Task directions> Beneath this sentence is a set of records; write each of them out exactly.

Listed records>
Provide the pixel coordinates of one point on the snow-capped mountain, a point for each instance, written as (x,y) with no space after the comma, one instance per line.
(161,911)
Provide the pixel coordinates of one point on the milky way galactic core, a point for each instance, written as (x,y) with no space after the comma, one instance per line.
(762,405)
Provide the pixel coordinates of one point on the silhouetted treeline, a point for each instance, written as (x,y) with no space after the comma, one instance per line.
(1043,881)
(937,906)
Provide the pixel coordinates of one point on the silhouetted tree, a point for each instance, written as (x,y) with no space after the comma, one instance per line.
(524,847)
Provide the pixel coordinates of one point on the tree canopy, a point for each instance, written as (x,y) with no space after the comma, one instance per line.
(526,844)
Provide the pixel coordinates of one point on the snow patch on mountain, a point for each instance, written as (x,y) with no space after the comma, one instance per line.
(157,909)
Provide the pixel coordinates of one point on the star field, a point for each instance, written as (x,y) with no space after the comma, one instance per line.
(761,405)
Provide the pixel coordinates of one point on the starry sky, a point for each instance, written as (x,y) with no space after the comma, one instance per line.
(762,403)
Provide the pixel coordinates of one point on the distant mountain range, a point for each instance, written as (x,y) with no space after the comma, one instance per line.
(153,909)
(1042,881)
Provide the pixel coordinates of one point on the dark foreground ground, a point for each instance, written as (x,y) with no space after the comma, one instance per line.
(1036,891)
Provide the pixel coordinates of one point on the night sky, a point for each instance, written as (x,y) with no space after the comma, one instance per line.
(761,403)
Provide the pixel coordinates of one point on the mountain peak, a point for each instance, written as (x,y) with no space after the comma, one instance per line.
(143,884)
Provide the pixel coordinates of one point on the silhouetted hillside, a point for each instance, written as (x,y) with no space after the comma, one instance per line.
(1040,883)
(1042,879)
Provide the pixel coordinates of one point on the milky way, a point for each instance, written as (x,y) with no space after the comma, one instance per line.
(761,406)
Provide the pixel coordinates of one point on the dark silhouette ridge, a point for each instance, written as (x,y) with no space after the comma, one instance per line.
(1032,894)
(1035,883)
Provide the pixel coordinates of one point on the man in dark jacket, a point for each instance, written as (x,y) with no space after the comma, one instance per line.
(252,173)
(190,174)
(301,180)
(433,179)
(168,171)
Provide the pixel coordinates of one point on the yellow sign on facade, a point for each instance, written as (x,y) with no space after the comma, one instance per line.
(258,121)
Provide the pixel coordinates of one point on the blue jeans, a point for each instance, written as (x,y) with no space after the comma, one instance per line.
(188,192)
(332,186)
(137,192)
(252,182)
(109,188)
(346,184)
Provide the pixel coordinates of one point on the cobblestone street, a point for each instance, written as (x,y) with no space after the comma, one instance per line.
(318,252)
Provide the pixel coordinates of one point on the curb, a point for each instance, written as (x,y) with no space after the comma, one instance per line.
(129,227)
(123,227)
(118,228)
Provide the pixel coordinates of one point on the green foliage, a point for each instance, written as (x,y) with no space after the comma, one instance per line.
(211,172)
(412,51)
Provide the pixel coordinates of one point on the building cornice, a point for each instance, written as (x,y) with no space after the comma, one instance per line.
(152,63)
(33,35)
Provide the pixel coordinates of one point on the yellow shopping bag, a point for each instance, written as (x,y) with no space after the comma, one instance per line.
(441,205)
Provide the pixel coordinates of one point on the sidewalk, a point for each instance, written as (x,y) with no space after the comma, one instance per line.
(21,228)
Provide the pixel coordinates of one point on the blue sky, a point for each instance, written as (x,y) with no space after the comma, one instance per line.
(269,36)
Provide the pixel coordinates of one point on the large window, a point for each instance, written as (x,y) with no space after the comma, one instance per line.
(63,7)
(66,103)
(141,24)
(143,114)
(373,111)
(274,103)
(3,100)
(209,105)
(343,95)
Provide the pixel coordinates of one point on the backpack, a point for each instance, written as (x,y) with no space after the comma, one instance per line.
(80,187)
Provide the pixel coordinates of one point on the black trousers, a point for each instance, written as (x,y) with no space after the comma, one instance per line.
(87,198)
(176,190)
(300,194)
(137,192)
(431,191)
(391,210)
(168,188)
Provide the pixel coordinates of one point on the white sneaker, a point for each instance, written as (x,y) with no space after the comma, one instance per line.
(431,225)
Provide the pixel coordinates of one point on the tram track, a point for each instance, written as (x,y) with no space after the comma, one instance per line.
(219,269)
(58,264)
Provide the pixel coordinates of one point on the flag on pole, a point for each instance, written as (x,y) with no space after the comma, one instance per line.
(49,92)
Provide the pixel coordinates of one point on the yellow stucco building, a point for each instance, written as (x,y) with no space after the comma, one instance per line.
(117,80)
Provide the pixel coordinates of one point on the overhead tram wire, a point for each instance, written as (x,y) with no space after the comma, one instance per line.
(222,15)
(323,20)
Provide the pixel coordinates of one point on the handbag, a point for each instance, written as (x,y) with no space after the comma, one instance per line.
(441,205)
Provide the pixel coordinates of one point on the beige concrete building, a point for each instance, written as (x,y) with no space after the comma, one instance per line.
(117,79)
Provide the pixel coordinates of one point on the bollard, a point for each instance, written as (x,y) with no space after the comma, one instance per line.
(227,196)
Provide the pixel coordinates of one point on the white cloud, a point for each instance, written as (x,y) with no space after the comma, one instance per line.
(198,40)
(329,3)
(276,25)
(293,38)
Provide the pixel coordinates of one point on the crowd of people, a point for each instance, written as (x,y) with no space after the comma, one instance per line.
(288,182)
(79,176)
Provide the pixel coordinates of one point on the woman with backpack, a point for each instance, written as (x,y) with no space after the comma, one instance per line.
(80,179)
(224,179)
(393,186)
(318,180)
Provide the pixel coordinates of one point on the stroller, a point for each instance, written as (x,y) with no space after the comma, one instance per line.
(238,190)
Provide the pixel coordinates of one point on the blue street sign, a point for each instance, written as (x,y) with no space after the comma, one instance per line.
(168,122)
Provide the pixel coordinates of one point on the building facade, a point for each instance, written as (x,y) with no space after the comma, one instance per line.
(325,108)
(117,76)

Task output>
Provide the pixel coordinates of one point on the snow-capped mountain, a point for each instance, written as (x,y) with no space after the comma, one instance per line.
(161,911)
Provide the pixel coordinates of one point on the milky way galactic core, a point for each instance, written as (x,y) with no space after the comma, one instance per line.
(762,405)
Provide the pixel coordinates of one point on the silhouetted treeline, a point for each instance, written as (x,y) with no space after the comma, one instance per line.
(1043,881)
(937,906)
Provide the pixel coordinates of one point on the silhouetted tree, a point for each instance, written as (x,y) with no space after the comma, one instance per line.
(524,847)
Provide the pixel coordinates of one point on the tree canopy, a point for each instance, written as (x,y) with no space after the comma, one instance per line.
(526,844)
Provide the pixel coordinates of one point on the snow patch on mountain, a point for each instance, written as (x,y) with no space after the comma, one instance per line.
(157,909)
Provide the pixel coordinates of one point on the star field, a point for each instance, written as (x,y) with no space after the comma, one instance per line.
(761,405)
Provide the pixel coordinates of one point on the starry sky, a point for each instance, written as (x,y) with no space after the comma, one instance per line.
(762,403)
Provide the pixel coordinates of one point on the distant mountain range, a point for each instance, written as (x,y) with no space after the comma, one instance per line.
(153,909)
(1042,881)
Provide the pixel coordinates of one point on the dark foreground ground, a point for each instance, written as (x,y) with no space after the comma, one instance per line.
(1036,891)
Provide the pixel coordinates of one point on the night sky, a point for each instance, written as (x,y) with no space after the comma, one instance per line.
(761,403)
Provide the pixel coordinates of one point on the mountain peak, a point for each instance, written as (x,y) with no space after the comma, one instance per line.
(143,884)
Provide the pixel coordinates of one point on the silhouetted hillside, a point for each instance, written as (x,y) with no space after the comma, one instance per line.
(1040,883)
(1042,879)
Provide the pixel coordinates of one point on the milky way, a point for each instance, written as (x,y) with no space after the comma, one instance per line.
(761,406)
Provide the pixel coordinates of one point on the dark silhouette ridge, a point for each instance, written as (x,y) with no space after the comma, one instance per line.
(1032,894)
(1035,883)
Provide the pixel coordinates of one point on the man in dark jacket, a point for each instance, written as (x,y) with no space after the comma, one instance per line.
(252,173)
(190,174)
(301,180)
(433,179)
(168,171)
Provide the pixel coordinates of one point on the yellow sign on facade, a point for each instance, written as (x,y) with no space after the comma, one instance per line.
(258,121)
Provide the pixel coordinates of one point on the blue jeans, a point for each instance, written as (x,y) with no space after the comma, one instance per line.
(188,192)
(332,186)
(137,192)
(252,182)
(109,188)
(346,184)
Provide the pixel coordinates of one point on the cobblestone street, a point for each instance, written as (x,y) with no space after the comma, one instance per line.
(318,252)
Provide the pixel coordinates of one point on the curb, a point for each instance, written as (x,y) with no space after the comma, one instance per line.
(129,227)
(123,227)
(118,228)
Provide the pixel coordinates of one point on the green foliage, a point for each instance, written as (x,y) with no space after the comma, one instance per line.
(211,172)
(412,51)
Provide the pixel coordinates of one point on the building cornice, a point for each instance, written as (x,y) with no space after the comma, one instance per line.
(152,63)
(33,35)
Provide the pixel coordinates of one point on the yellow shopping bag, a point for each instance, written as (x,y) with no space after the comma, one instance per line.
(441,205)
Provide the pixel coordinates of one point on the sidewalk, a point for each instance, written as (x,y) with no space after the comma, one instance per line.
(21,228)
Provide the pixel coordinates of one point on the blue sky, a point for each instance, written as (x,y) with no space after the comma, one instance per line.
(269,36)
Provide the pixel coordinates of one point on the large window, a point for each instance, written as (x,y) with no space after the comma, one instance per line.
(63,7)
(66,103)
(141,24)
(143,114)
(373,111)
(274,103)
(3,100)
(209,105)
(343,95)
Provide the pixel coordinates of one point on the backpack, a point for each instance, written as (x,y) with no space after the comma, one instance per line.
(80,187)
Provide the pixel coordinates of one point on the black trousers, a point for each instance, written as (x,y) with no space after the comma, one instance per line.
(87,198)
(176,190)
(300,194)
(137,192)
(431,191)
(391,210)
(168,188)
Provide the pixel coordinates of one point on the white sneaker, a point for each instance, written as (x,y) with no space after the comma, one instance per line.
(431,225)
Provide the pixel coordinates of one point on the tram track, a point for each instance, written as (x,y) with no space after the comma, one instance per line.
(219,269)
(58,264)
Provide the pixel coordinates of one point on the flag on pole, a point for each instance, written as (x,y) with no space after the comma, one instance per line.
(49,92)
Provide the pixel coordinates of one point on the yellow stucco building, a point for each instance, written as (x,y) with no space after the comma, one instance per line.
(117,80)
Provide the pixel coordinates of one point on the overhead tram wire, a point for each instance, written as (x,y) with no space after the comma, one instance per line.
(222,15)
(323,20)
Provide the pixel coordinates of one point on the handbag, a point for each instance, written as (x,y) with no space after the comma, one instance per line.
(441,205)
Provide the pixel coordinates of one point on the beige concrete building, a point for each instance, written as (x,y) with no space after the comma, one instance per line.
(117,79)
Provide the pixel coordinates of one point on the bollard, a point for each instance, written as (x,y) with no space after the comma, one instance per line.
(227,196)
Provide the pixel coordinates of one point on the white cloud, a point for each instance, written as (x,y) with no space after the comma, one instance per line.
(198,40)
(329,3)
(276,25)
(293,38)
Provide the pixel coordinates of one point on the crowd of people, a point for each instance, written as (x,y) with no space after the comma, one instance per line.
(288,182)
(79,176)
Provide the pixel coordinates of one point on the woman with backpack, a point for each instance, written as (x,y) with no space after the comma, one instance per line.
(80,179)
(224,179)
(393,186)
(318,180)
Provide the pixel coordinates of one point on the stroller, a point for each instance, written as (x,y) with no space after the comma, one instance per line.
(238,190)
Provide the pixel coordinates of one point on the blue street sign, a point for each instance, written as (x,y) with no space after the comma, one instance per line.
(168,122)
Provide the pixel coordinates of one point on the building facade, a point for each instance, written as (x,y) with no space after the comma, one instance per line.
(325,108)
(117,76)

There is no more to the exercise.